_Tus tareas_
**A.** Cita textualmente todo lo que va del texto sobre el anuncio de Gillette desde "Para Gillette, ahora" hasta "de su animalidad.".
**B.** Según el texto sobre el anuncio de Gillette, ¿quién era el director financiero de Procter & Gamble que habló con los periodistas sobre las ventas?

_Texto para revisar_

Para Gillette, ahora “afeitarse” significa aparentemente eliminar las características asociadas con la virilidad que ahora la Asociación Estadounidense de Psicología considera patológicas.5 Para prevenir la aparición repentina o la recaída de enfermedades masculinas, los cuidadores deben ejercer vigilancia, un autoescrutinio mordaz, y determinación inquebrantable. Aunque su malignidad de género ha sido “socialmente construida”, los hombres son responsables de discernir y extirpar inmediatamente sus consecuencias. El anuncio de Gillette prescribe así una nueva higiene de género, mediante la que tales brutos pueden “moverse hacia arriba, ejercitando a la bestia”,6 convirtiéndose en “lo mejor que un hombre puede conseguir”, un animal recién esquilado, o más bien, un nuevo tipo de hombre “afeitado” de su animalidad.

Al igual que el anuncio de Nike con Kaepernick, el anuncio de Gillette “We Believe” provocó una significativa reacción negativa. Pero la respuesta ejecutiva de la empresa matriz Procter & Gamble al furor resultante sugirió que la corporación estaba dispuesta a renunciar a ganancias a cambio de puntos de virtud, al menos por ahora. Jon Moeller, director financiero de Procter & Gamble, dijo a los periodistas que las ventas posteriores a los anuncios estaban “en línea con los niveles previos a la campaña”. En otras palabras, el anuncio fue un fracaso en términos publicitarios. Sin embargo, Moeller consideró el gasto como una inversión en el futuro. “Es parte de nuestro esfuerzo por conectarnos de manera más significativa con los grupos de consumidores más jóvenes”,7 explicó, refiriéndose quizás a aquéllos que son demasiado jóvenes como para lucir una barba incipiente tóxica.

_Contenido del conjunto_
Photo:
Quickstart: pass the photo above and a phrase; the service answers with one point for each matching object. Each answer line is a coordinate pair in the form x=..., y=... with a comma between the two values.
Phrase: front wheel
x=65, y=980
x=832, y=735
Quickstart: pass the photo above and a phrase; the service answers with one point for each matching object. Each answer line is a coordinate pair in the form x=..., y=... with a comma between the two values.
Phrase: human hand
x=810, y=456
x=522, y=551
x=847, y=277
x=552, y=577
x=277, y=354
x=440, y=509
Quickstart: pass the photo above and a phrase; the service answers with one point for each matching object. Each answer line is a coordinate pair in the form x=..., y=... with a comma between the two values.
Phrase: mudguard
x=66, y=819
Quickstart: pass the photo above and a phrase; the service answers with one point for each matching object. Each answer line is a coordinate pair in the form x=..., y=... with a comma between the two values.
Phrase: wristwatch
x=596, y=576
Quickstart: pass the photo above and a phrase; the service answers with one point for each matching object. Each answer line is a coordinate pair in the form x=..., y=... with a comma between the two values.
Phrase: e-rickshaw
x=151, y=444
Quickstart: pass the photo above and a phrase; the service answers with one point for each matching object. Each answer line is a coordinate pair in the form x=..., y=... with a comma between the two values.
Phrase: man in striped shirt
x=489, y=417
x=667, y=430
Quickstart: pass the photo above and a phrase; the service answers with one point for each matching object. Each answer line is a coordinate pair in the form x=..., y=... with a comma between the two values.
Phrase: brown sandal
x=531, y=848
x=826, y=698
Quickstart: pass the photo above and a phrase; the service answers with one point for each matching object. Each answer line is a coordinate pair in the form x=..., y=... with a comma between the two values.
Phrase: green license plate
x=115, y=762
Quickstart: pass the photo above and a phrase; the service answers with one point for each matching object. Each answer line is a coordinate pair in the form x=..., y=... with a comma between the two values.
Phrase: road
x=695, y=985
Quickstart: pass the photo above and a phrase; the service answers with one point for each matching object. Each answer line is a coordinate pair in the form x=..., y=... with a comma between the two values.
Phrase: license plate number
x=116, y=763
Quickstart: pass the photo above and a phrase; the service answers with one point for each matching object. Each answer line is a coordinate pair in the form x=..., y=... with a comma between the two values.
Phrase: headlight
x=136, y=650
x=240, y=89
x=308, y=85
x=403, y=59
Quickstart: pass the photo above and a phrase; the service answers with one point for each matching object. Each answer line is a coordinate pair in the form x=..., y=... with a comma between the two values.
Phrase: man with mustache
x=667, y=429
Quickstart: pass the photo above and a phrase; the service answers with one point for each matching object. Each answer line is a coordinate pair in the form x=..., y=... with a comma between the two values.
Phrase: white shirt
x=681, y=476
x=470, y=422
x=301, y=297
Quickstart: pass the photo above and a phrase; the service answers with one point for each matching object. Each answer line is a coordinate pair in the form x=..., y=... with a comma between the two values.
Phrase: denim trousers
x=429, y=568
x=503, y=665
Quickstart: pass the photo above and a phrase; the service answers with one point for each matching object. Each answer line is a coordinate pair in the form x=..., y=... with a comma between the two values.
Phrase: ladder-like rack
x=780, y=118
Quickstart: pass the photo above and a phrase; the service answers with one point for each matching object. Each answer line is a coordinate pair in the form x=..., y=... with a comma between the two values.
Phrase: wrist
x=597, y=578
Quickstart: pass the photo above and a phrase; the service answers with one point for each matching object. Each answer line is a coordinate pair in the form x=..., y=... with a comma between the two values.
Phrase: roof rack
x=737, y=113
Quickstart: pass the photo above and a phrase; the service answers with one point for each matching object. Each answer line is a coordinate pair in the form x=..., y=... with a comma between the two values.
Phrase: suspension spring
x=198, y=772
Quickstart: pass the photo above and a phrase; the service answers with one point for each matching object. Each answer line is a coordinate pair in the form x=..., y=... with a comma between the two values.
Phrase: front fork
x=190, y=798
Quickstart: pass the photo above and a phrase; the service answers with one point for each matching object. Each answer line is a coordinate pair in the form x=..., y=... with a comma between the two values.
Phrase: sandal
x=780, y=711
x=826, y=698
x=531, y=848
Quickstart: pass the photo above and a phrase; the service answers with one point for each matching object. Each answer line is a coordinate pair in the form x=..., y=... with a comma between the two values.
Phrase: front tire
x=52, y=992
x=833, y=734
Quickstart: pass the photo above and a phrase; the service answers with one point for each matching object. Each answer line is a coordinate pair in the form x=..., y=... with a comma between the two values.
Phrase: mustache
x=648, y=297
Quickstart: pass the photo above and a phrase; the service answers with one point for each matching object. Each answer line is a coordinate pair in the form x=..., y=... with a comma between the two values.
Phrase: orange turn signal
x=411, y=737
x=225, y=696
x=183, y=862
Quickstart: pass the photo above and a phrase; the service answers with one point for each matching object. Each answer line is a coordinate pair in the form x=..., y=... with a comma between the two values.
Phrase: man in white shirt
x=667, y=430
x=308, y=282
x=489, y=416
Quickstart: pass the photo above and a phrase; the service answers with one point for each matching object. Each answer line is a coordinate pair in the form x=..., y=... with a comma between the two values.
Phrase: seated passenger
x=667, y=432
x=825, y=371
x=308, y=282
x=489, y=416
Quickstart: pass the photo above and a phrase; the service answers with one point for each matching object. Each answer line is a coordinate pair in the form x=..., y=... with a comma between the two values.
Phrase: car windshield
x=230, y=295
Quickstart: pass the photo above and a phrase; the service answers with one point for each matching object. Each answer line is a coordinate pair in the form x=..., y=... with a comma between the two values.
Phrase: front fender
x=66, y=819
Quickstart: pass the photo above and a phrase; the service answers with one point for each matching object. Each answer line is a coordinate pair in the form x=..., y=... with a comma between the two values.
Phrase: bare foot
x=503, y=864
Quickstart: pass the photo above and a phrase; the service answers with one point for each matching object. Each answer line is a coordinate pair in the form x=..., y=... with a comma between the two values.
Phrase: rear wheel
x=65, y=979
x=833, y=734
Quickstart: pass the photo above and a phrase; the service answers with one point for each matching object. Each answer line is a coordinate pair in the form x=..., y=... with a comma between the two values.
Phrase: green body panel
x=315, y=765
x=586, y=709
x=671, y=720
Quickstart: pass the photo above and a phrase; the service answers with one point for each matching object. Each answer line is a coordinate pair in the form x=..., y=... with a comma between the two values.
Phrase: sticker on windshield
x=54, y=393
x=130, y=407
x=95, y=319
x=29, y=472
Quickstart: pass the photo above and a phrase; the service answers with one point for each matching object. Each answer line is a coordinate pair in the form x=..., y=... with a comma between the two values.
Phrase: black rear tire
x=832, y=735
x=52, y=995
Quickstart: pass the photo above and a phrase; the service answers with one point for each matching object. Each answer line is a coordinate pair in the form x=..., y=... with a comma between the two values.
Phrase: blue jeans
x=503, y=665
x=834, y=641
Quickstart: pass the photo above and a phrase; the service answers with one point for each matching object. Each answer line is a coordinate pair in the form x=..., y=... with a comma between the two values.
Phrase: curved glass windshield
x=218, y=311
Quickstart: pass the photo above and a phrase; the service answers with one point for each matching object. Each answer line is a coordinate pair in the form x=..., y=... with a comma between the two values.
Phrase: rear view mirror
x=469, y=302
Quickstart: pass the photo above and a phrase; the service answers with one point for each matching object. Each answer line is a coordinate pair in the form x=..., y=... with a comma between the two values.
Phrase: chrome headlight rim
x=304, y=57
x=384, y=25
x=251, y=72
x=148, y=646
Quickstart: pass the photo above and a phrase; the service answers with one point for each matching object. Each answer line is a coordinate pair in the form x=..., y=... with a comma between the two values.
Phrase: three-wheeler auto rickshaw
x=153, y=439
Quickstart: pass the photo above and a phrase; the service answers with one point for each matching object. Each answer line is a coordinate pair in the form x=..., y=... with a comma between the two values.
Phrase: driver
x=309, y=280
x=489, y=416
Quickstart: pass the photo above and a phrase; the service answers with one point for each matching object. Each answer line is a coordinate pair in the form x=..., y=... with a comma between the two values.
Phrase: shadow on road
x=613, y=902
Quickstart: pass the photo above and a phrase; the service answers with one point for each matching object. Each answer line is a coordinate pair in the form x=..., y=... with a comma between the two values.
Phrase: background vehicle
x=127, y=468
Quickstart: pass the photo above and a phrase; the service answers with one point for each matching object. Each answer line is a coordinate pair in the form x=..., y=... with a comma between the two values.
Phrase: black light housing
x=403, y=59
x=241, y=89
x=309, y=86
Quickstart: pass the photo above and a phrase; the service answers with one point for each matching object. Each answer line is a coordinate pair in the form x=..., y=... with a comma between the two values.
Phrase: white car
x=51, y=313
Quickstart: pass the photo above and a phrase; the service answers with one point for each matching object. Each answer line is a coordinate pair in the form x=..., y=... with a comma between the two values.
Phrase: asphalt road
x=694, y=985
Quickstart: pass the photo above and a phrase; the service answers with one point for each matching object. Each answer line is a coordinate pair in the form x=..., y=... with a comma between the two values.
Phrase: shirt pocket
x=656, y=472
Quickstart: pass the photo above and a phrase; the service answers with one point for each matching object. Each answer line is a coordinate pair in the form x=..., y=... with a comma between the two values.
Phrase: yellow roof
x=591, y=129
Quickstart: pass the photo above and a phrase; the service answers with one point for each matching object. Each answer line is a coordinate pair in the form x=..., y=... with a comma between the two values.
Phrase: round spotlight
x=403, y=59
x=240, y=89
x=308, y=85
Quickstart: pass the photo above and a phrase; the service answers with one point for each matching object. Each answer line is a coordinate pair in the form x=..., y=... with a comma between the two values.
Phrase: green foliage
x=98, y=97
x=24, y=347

_Respuestas_
**A.**
Para Gillette, ahora “afeitarse” significa aparentemente eliminar las características asociadas con la virilidad que ahora la Asociación Estadounidense de Psicología considera patológicas.5 Para prevenir la aparición repentina o la recaída de enfermedades masculinas, los cuidadores deben ejercer vigilancia, un autoescrutinio mordaz, y determinación inquebrantable. Aunque su malignidad de género ha sido “socialmente construida”, los hombres son responsables de discernir y extirpar inmediatamente sus consecuencias. El anuncio de Gillette prescribe así una nueva higiene de género, mediante la que tales brutos pueden “moverse hacia arriba, ejercitando a la bestia”,6 convirtiéndose en “lo mejor que un hombre puede conseguir”, un animal recién esquilado, o más bien, un nuevo tipo de hombre “afeitado” de su animalidad.

**B.** Jon Moeller.